(EXERCISE DIRECTIONS)
Count the lines below that contain the string "white", treating uppercase and lowercase letters as different. Give only the number.

(EXCERPTED RECORDS)
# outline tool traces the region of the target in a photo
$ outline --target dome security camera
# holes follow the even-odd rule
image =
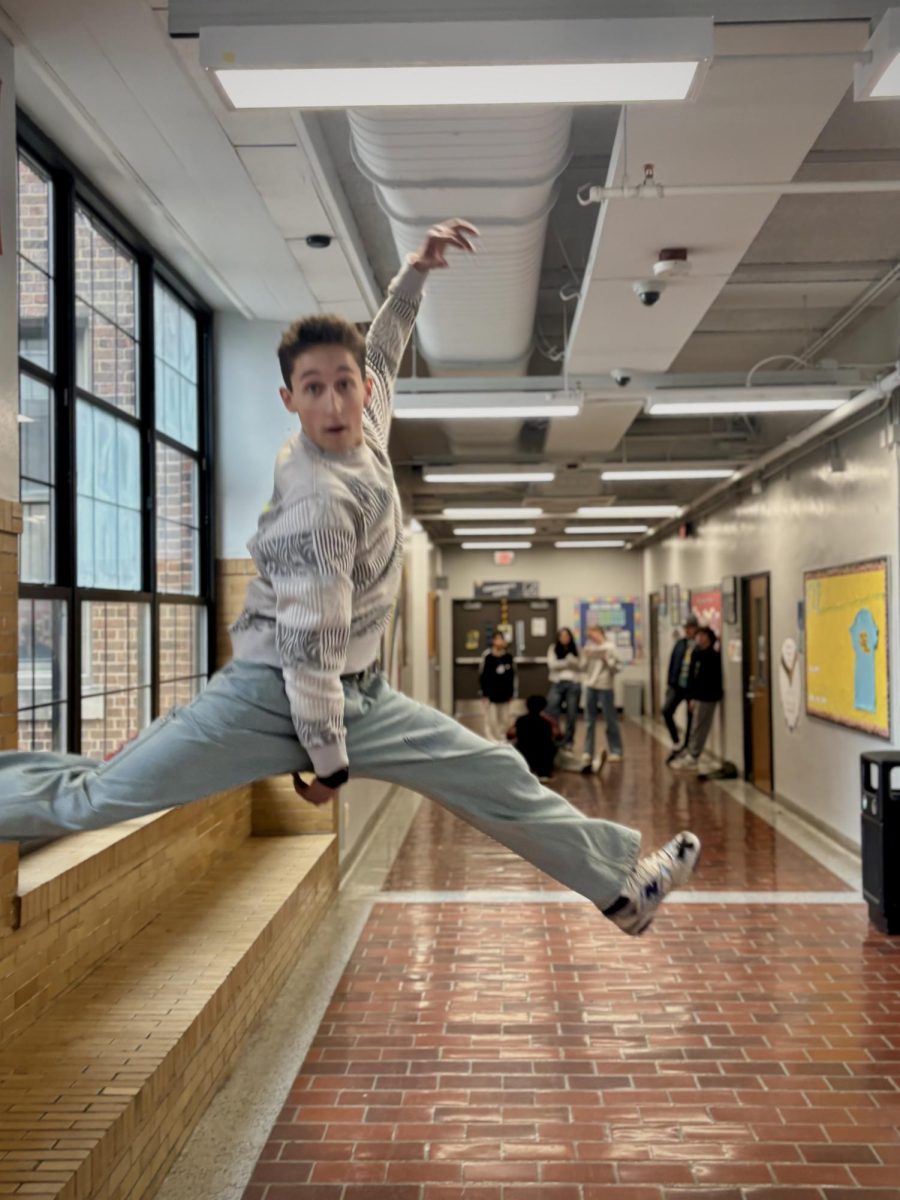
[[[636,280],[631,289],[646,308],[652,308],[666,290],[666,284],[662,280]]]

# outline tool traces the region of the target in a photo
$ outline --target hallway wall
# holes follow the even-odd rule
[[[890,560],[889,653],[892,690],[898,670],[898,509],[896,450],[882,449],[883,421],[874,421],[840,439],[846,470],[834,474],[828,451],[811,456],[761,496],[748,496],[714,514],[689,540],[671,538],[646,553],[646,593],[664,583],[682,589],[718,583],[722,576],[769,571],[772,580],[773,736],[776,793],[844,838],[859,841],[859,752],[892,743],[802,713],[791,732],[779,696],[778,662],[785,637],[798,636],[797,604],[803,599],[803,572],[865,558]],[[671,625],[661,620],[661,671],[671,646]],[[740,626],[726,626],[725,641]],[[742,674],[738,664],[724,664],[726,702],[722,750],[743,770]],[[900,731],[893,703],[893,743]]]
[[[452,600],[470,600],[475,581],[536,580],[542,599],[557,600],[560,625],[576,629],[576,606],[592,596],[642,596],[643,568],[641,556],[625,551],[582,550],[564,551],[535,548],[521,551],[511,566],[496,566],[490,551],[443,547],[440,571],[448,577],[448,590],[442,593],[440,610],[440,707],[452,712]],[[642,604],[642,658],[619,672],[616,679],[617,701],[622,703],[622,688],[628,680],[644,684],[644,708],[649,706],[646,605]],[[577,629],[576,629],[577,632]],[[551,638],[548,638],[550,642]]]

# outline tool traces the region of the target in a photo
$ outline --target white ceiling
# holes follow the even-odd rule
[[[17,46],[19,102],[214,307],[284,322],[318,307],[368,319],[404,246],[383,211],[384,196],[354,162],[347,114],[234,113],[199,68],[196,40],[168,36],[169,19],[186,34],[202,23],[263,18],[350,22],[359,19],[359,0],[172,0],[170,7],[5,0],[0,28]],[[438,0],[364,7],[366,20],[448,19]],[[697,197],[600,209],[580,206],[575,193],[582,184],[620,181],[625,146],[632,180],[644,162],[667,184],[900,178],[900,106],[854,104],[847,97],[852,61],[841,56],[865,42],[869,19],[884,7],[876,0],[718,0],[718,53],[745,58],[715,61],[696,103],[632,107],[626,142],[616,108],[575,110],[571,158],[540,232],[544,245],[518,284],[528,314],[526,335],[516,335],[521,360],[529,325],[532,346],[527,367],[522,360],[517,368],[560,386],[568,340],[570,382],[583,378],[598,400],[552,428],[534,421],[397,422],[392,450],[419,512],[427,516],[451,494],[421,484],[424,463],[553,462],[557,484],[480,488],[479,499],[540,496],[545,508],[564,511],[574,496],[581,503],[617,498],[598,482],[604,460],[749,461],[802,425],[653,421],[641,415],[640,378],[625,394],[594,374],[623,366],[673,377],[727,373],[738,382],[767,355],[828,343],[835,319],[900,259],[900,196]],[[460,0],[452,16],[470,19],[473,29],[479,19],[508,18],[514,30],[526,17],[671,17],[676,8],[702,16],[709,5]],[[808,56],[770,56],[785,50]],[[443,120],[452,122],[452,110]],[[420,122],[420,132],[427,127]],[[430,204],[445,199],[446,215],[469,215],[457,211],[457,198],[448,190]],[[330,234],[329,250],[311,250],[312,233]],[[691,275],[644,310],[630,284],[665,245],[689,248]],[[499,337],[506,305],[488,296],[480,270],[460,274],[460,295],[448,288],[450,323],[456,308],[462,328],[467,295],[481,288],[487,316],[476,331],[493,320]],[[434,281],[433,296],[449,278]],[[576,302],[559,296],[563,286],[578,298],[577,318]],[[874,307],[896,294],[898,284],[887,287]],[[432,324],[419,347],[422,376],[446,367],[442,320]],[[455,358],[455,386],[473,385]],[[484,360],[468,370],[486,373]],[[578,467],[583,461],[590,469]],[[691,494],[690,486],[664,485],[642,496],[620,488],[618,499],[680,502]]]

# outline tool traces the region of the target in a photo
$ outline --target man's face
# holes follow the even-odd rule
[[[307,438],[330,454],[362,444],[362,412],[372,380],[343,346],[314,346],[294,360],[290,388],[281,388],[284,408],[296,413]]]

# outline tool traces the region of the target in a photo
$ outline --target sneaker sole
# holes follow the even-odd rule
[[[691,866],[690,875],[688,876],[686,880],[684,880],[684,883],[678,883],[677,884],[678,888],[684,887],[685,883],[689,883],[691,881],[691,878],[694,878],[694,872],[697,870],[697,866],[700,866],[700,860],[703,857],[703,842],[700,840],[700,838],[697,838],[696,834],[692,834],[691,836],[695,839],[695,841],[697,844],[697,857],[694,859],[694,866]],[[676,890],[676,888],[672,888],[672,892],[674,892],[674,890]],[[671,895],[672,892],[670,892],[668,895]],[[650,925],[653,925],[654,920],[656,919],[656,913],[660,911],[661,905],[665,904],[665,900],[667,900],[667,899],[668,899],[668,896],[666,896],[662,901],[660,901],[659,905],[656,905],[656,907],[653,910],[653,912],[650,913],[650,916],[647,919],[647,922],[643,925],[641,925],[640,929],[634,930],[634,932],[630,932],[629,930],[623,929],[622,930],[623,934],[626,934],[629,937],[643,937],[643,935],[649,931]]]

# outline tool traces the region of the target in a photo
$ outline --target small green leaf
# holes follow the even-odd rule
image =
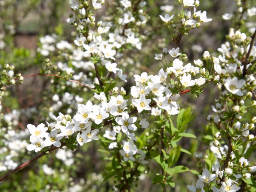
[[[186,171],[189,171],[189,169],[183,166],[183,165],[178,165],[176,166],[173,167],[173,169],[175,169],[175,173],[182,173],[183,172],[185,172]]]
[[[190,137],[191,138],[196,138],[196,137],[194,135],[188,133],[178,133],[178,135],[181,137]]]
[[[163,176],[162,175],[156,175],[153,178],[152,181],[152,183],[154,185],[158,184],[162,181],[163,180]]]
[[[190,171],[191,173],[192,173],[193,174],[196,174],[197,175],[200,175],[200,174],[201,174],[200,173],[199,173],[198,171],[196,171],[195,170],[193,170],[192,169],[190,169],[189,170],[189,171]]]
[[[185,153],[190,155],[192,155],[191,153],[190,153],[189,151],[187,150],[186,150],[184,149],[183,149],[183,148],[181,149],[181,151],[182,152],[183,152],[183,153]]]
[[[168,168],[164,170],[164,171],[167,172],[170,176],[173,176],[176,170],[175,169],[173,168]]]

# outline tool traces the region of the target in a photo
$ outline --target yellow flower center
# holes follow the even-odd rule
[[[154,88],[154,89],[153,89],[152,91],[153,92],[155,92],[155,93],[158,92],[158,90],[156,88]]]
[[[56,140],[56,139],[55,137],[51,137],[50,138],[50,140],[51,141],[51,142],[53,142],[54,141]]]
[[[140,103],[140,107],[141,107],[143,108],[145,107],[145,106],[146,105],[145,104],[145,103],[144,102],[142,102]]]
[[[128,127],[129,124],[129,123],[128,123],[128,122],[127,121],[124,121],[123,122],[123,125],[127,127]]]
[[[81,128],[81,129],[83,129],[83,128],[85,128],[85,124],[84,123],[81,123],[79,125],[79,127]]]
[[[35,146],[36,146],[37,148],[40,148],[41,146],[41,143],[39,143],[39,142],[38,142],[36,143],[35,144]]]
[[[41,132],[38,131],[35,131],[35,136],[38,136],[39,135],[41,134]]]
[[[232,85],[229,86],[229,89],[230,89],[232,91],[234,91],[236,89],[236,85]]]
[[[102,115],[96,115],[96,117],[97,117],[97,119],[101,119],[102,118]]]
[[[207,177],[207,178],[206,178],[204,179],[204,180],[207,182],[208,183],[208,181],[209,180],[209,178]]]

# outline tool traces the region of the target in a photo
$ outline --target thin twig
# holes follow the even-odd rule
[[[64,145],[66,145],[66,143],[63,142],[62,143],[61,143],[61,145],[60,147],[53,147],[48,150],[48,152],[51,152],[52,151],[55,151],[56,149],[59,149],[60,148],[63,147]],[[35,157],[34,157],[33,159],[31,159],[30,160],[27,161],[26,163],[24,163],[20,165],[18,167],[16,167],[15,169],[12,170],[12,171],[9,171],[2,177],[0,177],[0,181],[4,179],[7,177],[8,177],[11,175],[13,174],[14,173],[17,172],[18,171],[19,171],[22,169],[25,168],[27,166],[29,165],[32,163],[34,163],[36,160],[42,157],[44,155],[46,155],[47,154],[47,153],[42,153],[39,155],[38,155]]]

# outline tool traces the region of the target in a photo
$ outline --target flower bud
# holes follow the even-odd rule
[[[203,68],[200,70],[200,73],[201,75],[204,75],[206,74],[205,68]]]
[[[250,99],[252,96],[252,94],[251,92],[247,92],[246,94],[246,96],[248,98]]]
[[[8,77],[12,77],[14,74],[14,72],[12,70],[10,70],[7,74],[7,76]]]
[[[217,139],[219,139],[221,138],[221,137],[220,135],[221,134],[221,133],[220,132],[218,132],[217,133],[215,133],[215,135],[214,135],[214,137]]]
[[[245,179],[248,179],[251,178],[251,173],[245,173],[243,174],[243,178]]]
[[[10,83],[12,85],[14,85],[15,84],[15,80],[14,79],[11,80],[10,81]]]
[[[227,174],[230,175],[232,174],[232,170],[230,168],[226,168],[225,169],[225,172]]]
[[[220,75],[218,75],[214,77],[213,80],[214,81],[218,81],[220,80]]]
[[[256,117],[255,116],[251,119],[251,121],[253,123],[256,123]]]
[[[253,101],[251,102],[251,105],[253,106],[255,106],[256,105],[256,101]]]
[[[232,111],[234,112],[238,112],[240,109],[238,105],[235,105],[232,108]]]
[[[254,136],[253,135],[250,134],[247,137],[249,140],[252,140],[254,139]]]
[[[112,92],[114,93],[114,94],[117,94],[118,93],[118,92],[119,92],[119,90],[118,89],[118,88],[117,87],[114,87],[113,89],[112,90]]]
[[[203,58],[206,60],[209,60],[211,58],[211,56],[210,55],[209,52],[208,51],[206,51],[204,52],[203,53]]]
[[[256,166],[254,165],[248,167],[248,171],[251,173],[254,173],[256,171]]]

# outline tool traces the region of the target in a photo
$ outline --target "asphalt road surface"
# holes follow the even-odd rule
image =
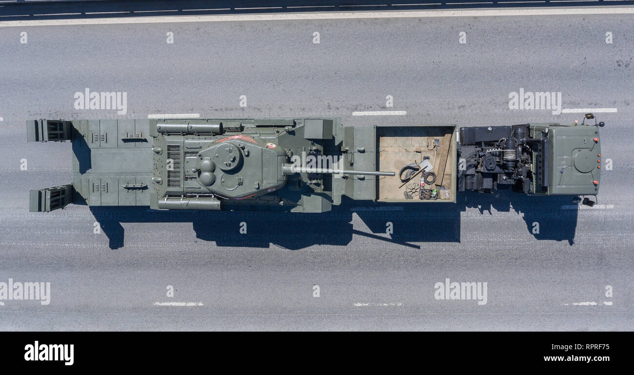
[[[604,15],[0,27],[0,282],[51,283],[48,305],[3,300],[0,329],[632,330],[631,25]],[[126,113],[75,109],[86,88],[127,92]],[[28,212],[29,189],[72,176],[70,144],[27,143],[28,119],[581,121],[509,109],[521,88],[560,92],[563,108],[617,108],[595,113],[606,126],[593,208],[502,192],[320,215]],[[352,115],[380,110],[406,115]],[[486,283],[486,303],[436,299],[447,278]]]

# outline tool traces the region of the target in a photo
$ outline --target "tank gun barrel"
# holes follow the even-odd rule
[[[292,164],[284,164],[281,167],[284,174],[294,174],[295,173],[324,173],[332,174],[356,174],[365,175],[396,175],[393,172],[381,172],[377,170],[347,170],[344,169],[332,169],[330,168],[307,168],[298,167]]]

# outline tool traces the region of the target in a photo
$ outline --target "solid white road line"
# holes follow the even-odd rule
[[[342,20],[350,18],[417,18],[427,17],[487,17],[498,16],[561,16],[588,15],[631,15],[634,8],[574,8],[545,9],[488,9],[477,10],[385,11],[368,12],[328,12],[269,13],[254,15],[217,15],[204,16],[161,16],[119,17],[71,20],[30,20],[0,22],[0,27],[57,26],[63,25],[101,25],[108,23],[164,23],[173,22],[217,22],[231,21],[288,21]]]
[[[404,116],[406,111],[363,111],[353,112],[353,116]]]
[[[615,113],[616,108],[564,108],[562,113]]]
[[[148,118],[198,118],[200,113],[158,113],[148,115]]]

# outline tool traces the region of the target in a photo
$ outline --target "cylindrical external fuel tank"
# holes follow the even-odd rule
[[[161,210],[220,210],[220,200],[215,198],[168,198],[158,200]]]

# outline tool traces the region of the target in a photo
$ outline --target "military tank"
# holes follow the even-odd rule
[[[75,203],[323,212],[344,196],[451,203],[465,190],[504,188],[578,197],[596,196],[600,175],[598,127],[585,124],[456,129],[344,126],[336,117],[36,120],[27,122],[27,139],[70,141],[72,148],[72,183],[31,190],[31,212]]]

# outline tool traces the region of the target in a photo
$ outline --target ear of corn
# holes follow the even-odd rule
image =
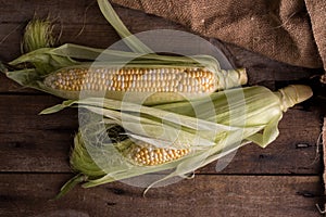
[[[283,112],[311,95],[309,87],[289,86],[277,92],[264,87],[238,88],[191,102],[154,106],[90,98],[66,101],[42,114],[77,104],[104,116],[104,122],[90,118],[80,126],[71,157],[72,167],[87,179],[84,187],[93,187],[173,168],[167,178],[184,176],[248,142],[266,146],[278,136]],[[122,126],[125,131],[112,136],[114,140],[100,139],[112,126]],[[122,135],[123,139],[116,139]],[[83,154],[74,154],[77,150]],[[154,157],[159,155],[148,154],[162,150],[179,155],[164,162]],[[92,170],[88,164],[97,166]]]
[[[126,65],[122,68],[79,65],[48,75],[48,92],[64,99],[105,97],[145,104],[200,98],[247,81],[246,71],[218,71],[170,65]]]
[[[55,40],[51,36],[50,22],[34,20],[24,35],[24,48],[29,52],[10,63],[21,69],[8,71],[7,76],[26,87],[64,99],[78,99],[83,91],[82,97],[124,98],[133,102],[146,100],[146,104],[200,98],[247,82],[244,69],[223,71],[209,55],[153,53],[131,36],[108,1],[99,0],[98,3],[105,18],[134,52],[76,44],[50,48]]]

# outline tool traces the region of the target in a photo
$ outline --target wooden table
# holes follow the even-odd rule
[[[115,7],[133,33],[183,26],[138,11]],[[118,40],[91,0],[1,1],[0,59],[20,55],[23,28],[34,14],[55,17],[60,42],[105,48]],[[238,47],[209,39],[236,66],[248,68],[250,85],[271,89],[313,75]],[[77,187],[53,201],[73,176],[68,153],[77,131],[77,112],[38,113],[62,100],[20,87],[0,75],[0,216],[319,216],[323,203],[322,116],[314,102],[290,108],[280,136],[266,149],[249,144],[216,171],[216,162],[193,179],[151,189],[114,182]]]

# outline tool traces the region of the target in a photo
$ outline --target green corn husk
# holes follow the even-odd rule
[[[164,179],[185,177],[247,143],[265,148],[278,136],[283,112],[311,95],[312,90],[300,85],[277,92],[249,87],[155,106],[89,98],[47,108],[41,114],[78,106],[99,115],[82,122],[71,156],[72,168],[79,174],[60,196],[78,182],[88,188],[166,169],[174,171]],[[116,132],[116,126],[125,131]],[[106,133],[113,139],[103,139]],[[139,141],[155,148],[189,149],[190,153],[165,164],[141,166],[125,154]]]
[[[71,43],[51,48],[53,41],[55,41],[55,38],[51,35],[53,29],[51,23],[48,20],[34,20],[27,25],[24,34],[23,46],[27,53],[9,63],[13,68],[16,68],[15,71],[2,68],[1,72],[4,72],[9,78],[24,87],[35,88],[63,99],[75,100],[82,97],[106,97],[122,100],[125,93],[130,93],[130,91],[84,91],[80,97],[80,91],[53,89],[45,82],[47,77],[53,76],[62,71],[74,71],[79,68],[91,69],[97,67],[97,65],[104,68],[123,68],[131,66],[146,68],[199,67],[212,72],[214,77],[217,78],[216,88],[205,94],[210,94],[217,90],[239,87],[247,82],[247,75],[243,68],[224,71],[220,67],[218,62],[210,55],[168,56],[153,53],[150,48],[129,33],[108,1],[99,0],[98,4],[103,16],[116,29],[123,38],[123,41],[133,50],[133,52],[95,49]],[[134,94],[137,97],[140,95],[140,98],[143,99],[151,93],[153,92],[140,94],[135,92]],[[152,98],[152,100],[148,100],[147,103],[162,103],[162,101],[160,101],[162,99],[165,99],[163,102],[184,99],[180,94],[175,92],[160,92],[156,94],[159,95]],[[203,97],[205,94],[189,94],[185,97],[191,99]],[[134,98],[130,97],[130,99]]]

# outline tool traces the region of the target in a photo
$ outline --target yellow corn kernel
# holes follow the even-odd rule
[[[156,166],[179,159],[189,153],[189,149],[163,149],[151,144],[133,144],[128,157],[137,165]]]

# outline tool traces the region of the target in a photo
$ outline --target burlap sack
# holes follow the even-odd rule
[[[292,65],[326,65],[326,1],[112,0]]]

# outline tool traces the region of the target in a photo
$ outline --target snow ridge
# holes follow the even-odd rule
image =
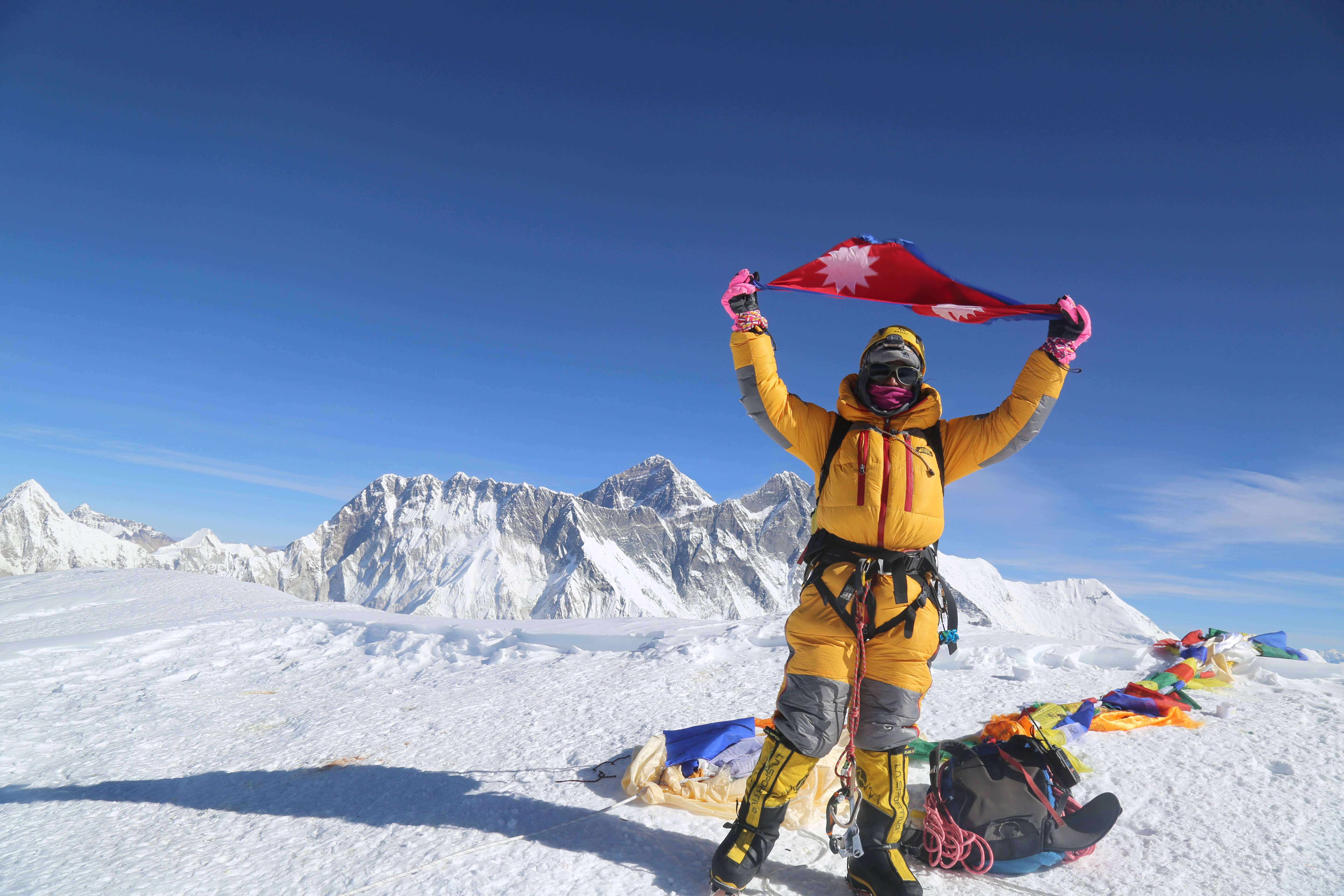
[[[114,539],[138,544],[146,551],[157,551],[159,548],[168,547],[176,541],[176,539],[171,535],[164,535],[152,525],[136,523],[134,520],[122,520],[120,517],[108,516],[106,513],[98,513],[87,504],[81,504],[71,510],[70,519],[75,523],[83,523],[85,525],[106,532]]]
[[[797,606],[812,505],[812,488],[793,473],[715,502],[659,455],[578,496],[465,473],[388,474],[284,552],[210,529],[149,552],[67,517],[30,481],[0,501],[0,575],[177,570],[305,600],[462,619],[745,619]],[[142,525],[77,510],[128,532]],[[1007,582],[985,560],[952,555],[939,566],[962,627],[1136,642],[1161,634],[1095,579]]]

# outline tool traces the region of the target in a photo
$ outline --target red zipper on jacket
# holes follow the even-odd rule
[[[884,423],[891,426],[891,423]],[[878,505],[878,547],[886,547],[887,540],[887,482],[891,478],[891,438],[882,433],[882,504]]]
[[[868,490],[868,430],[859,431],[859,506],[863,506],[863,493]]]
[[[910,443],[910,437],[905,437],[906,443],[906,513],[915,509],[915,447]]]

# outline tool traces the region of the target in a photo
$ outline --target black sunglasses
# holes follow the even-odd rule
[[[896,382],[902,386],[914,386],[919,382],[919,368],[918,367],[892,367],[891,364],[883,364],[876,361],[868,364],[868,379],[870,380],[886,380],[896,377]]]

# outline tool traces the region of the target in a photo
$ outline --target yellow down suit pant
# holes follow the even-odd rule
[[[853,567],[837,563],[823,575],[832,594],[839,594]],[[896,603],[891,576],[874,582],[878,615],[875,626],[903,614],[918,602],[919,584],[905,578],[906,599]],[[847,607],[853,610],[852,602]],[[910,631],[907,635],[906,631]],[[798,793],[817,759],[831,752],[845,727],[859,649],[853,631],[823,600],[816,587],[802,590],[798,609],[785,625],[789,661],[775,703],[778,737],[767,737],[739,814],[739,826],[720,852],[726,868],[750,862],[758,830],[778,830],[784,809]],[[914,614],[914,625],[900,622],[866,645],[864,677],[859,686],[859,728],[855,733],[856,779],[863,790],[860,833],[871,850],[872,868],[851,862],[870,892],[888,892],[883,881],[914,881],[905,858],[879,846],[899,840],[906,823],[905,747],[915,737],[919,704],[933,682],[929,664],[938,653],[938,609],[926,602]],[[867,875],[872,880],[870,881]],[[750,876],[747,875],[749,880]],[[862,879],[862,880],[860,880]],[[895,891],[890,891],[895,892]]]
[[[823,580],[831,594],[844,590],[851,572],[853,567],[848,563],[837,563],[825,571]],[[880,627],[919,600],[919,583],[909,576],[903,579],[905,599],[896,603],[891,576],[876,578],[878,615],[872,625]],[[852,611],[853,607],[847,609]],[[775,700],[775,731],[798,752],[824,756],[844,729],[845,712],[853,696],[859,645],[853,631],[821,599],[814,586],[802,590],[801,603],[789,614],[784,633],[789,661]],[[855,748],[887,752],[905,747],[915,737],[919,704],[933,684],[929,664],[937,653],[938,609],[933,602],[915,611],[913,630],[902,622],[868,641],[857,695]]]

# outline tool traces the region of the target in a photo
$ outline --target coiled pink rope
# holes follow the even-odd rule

(CORRECT ANSWER)
2